● Collected data entries
▽
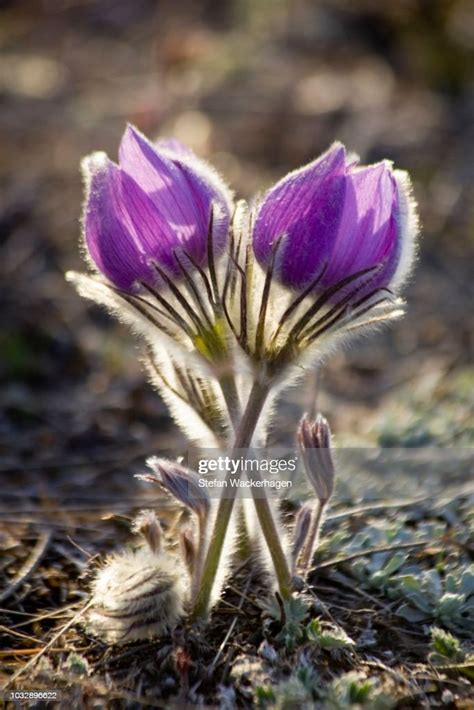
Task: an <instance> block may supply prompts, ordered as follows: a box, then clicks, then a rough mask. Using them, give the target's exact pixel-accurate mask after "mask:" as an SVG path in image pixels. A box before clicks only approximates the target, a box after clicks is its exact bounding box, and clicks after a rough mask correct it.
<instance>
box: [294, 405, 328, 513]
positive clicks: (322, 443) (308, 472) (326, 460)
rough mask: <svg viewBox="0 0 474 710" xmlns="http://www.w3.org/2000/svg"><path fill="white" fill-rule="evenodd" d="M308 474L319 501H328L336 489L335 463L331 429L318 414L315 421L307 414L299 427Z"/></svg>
mask: <svg viewBox="0 0 474 710" xmlns="http://www.w3.org/2000/svg"><path fill="white" fill-rule="evenodd" d="M297 438H298V443H299V446H300V450H301V454H302V456H303V462H304V465H305V470H306V475H307V476H308V479H309V481H310V483H311V485H312V486H313V488H314V490H315V492H316V496H317V498H318V500H319V501H321V502H322V503H326V502H327V501H328V500H329V498H330V497H331V496H332V493H333V490H334V463H333V460H332V455H331V448H330V446H331V430H330V429H329V424H328V422H327V420H326V419H325V418H324V417H323V416H321V414H318V416H317V417H316V420H315V421H314V422H312V421H310V419H309V418H308V416H307V415H305V416H304V417H303V418H302V419H301V421H300V423H299V427H298V432H297Z"/></svg>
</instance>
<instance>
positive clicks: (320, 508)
mask: <svg viewBox="0 0 474 710" xmlns="http://www.w3.org/2000/svg"><path fill="white" fill-rule="evenodd" d="M326 503H327V501H326V500H318V502H317V503H316V506H315V508H314V510H313V514H312V516H311V525H310V528H309V533H308V538H307V540H306V544H305V546H304V549H303V554H302V556H301V570H302V572H304V573H306V572H307V570H308V567H309V565H310V563H311V560H312V559H313V555H314V551H315V550H314V548H315V545H316V543H317V541H318V537H319V530H320V527H321V522H322V519H323V513H324V509H325V507H326Z"/></svg>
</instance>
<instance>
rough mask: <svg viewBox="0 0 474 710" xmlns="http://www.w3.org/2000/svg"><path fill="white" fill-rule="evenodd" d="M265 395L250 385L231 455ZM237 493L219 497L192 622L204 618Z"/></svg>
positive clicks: (243, 441)
mask: <svg viewBox="0 0 474 710" xmlns="http://www.w3.org/2000/svg"><path fill="white" fill-rule="evenodd" d="M268 392H269V388H268V386H265V385H261V384H260V383H258V382H254V384H253V386H252V389H251V392H250V395H249V399H248V402H247V406H246V408H245V411H244V413H243V416H242V419H241V422H240V425H239V427H238V430H237V433H236V436H235V442H234V449H233V454H235V452H236V451H237V450H238V449H244V448H247V447H248V446H250V443H251V441H252V437H253V434H254V431H255V427H256V426H257V422H258V419H259V417H260V414H261V412H262V409H263V405H264V404H265V401H266V399H267V396H268ZM235 476H236V478H237V479H238V478H239V477H240V473H237V474H235ZM233 477H234V474H232V473H229V474H228V475H227V478H226V481H227V482H228V481H230V480H231V479H232V478H233ZM228 490H229V489H228ZM237 491H238V488H237V487H235V488H230V495H229V496H228V497H227V496H225V497H222V498H221V500H220V502H219V507H218V509H217V515H216V519H215V523H214V529H213V531H212V535H211V540H210V543H209V547H208V550H207V555H206V560H205V562H204V569H203V573H202V577H201V586H200V589H199V592H198V594H197V597H196V601H195V604H194V608H193V611H192V618H194V619H196V618H199V617H204V616H206V614H207V610H208V608H209V600H210V596H211V591H212V586H213V584H214V579H215V576H216V572H217V568H218V566H219V561H220V558H221V554H222V548H223V546H224V540H225V535H226V532H227V528H228V526H229V521H230V518H231V515H232V510H233V508H234V503H235V498H236V496H237Z"/></svg>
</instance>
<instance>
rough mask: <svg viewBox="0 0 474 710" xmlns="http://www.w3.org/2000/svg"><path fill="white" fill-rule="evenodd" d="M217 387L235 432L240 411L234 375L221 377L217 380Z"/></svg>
mask: <svg viewBox="0 0 474 710" xmlns="http://www.w3.org/2000/svg"><path fill="white" fill-rule="evenodd" d="M219 385H220V388H221V391H222V394H223V396H224V400H225V403H226V407H227V411H228V412H229V417H230V421H231V423H232V426H233V427H234V431H235V432H237V430H238V427H239V423H240V417H241V410H240V399H239V393H238V391H237V385H236V383H235V377H234V375H233V374H232V373H229V374H226V375H222V377H220V378H219Z"/></svg>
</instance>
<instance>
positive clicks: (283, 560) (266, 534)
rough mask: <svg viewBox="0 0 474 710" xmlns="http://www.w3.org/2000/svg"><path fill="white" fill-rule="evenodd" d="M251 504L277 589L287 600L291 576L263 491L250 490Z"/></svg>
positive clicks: (252, 488)
mask: <svg viewBox="0 0 474 710" xmlns="http://www.w3.org/2000/svg"><path fill="white" fill-rule="evenodd" d="M251 491H252V496H253V502H254V503H255V509H256V511H257V516H258V520H259V522H260V527H261V528H262V532H263V536H264V538H265V541H266V543H267V545H268V549H269V551H270V556H271V558H272V562H273V566H274V568H275V574H276V578H277V580H278V587H279V590H280V594H281V596H282V597H283V599H289V597H290V596H291V574H290V570H289V567H288V562H287V560H286V557H285V553H284V552H283V548H282V546H281V542H280V534H279V532H278V529H277V526H276V525H275V519H274V517H273V513H272V509H271V507H270V503H269V500H268V498H267V497H266V496H265V494H264V493H263V489H260V492H258V490H257V489H255V488H251Z"/></svg>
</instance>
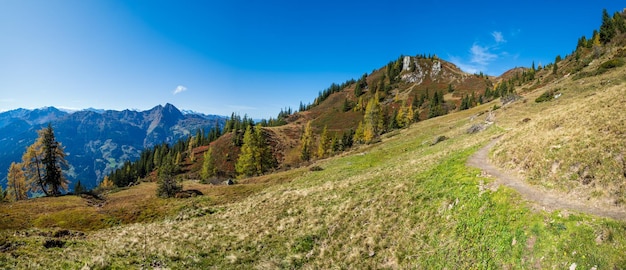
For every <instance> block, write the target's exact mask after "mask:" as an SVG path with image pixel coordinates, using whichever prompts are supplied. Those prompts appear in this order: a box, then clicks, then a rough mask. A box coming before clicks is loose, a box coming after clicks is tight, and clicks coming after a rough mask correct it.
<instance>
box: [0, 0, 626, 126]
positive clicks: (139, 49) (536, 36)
mask: <svg viewBox="0 0 626 270" xmlns="http://www.w3.org/2000/svg"><path fill="white" fill-rule="evenodd" d="M617 2H618V1H576V3H572V2H571V1H517V2H515V4H514V5H510V4H509V3H508V2H507V1H435V0H431V1H369V0H363V1H340V0H335V1H325V0H318V1H275V0H267V1H237V0H235V1H211V0H205V1H115V0H109V1H95V0H93V1H83V0H40V1H35V0H3V1H0V34H1V35H2V39H1V42H0V111H6V110H10V109H15V108H39V107H44V106H56V107H62V108H74V109H82V108H89V107H94V108H102V109H116V110H121V109H126V108H128V109H139V110H145V109H149V108H151V107H153V106H156V105H158V104H165V103H172V104H174V105H176V106H177V107H179V108H180V109H187V110H194V111H198V112H203V113H207V114H221V115H230V113H231V112H237V113H240V114H248V115H249V116H252V117H254V118H267V117H270V116H276V114H278V112H279V111H280V109H281V108H284V107H288V106H289V107H292V108H294V109H297V107H298V104H299V103H300V101H303V102H305V103H308V102H311V101H313V99H314V98H315V97H316V96H317V94H318V92H319V91H321V90H323V89H325V88H326V87H328V86H329V85H330V84H331V83H333V82H337V83H341V82H343V81H345V80H347V79H350V78H358V77H359V76H360V75H362V74H363V73H366V72H367V73H369V72H371V71H372V70H373V69H377V68H379V67H381V66H383V65H385V64H386V63H387V62H389V61H390V60H394V59H396V58H397V57H398V56H399V55H401V54H403V55H416V54H422V53H426V54H429V53H432V54H437V55H438V56H439V57H441V58H443V59H445V60H449V61H452V62H454V63H455V64H457V65H458V66H459V67H461V68H463V69H464V70H465V71H468V72H477V71H483V72H485V73H487V74H490V75H499V74H501V73H502V72H504V71H506V70H508V69H510V68H513V67H515V66H530V65H531V63H532V62H533V61H534V62H535V63H537V64H540V63H543V64H547V63H550V62H552V61H553V60H554V57H555V56H556V55H559V54H560V55H562V56H564V55H566V54H569V53H571V52H572V50H573V49H574V48H575V46H576V42H577V39H578V38H579V37H580V36H582V35H586V36H587V37H589V36H590V35H591V33H592V31H593V29H597V28H599V25H600V23H601V15H602V13H601V12H602V9H603V8H606V9H607V10H608V11H609V12H610V13H611V14H612V13H613V12H615V11H618V10H619V11H621V10H622V9H623V8H624V7H626V5H623V4H622V5H620V4H618V3H617Z"/></svg>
△
● Your instructions
Only exact lines belong in the answer: those from the beginning of the entries above through the line holding "positive clicks: (322, 443)", with no pictures.

● Task output
Task: an <instance> block may supply prompts, ordered as follows: a box, then clicks, then a rough mask. Using them, give the target's exact pixel-accurate mask after "mask:" as an SVG path in image pixels. A box before clicks only approximates the target, a box after clicks is its exact bounding box, and clicks after a rough mask correct it.
<instance>
box: [294, 405, 328, 513]
positive clicks: (322, 443) (308, 472) (326, 460)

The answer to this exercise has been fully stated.